**Goal**
Convert the stretch from the start of the entries through the line containing "0 277 424 301" into a Markdown table with two columns, Row and Line. Give each line its own numbered row, and leave out blank lines.

··· Input records

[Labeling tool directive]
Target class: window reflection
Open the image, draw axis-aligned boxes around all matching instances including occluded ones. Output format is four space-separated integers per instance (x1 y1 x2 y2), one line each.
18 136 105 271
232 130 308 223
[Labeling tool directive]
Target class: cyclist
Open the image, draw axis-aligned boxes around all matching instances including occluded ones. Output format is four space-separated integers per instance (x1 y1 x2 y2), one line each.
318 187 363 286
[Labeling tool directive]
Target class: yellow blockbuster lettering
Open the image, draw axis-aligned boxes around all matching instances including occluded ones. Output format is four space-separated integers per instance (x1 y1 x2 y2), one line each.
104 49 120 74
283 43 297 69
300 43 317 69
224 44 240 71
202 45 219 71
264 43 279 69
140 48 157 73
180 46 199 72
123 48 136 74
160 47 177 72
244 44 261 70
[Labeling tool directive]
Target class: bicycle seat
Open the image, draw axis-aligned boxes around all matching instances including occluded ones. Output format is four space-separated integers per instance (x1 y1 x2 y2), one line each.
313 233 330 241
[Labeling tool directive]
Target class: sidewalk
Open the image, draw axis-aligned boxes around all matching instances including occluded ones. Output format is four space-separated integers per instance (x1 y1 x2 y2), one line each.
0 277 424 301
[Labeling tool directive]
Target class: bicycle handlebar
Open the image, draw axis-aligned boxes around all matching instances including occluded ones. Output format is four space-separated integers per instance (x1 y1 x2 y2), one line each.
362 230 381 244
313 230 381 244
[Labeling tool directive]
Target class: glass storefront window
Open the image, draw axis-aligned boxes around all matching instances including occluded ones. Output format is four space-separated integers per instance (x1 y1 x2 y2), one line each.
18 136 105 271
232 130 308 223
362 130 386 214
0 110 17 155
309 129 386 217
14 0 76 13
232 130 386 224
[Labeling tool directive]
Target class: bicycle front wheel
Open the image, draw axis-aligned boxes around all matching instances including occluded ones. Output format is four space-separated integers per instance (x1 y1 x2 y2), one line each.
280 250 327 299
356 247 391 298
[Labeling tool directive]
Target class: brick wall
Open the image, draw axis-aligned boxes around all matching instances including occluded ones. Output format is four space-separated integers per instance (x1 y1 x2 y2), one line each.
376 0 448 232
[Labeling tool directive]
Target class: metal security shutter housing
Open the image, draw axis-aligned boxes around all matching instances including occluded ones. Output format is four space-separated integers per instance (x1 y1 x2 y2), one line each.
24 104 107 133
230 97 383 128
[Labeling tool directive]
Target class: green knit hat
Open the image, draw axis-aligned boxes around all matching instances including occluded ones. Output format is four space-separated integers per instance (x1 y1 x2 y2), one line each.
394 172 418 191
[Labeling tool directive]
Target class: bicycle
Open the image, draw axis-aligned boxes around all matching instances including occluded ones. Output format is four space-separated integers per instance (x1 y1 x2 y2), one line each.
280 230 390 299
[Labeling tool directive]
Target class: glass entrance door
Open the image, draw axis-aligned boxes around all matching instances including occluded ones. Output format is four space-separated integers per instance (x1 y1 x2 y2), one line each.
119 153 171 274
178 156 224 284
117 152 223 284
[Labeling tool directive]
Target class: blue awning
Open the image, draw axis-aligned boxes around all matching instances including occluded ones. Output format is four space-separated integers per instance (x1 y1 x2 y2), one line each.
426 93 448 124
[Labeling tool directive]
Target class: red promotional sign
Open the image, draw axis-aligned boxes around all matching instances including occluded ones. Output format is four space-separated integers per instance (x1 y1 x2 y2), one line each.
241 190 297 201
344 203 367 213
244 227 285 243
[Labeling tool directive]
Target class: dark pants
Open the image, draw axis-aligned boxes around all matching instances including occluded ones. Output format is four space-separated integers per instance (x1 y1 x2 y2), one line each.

······

**Solution for this problem**
| Row | Line |
|---|---|
| 1 | [Labeling tool directive] |
| 2 | Target class: window reflection |
| 3 | Open the image, draw axis-aligned boxes around all matching instances including occluded ones. Output format is four space-separated integers per instance (x1 y1 x2 y2), one line each. |
| 4 | 18 136 105 271 |
| 5 | 232 130 308 223 |
| 6 | [Labeling tool directive] |
| 7 | Target class: cyclist |
| 8 | Open the image, draw axis-aligned boxes around all matching instances including occluded ones. Output format is four space-separated integers per instance (x1 y1 x2 y2), one line each. |
| 9 | 318 187 363 286 |
| 10 | [Labeling tool directive] |
| 11 | Target class: yellow blockbuster lettering |
| 12 | Open the image, draw axis-aligned boxes around all matching instances including occluded ones. Output format is four space-separated integers per instance (x1 y1 x2 y2), one line each. |
| 13 | 104 49 120 74 |
| 14 | 283 43 297 69 |
| 15 | 300 43 317 69 |
| 16 | 224 44 240 71 |
| 17 | 202 45 219 71 |
| 18 | 264 43 279 69 |
| 19 | 140 48 157 73 |
| 20 | 180 46 199 72 |
| 21 | 123 48 136 74 |
| 22 | 160 47 177 72 |
| 23 | 244 44 261 70 |
| 24 | [Labeling tool directive] |
| 25 | Target class: bicycle seat |
| 26 | Open the image, draw axis-aligned boxes around all matching instances including occluded ones. Output format is four space-separated integers per instance (x1 y1 x2 y2), one line each. |
| 27 | 313 233 330 241 |
| 28 | [Labeling tool directive] |
| 29 | Target class: sidewalk |
| 30 | Open the image, draw axis-aligned boxes around all matching instances including occluded ones. Output format is four space-separated integers per instance (x1 y1 x2 y2), one line each. |
| 31 | 0 277 424 301 |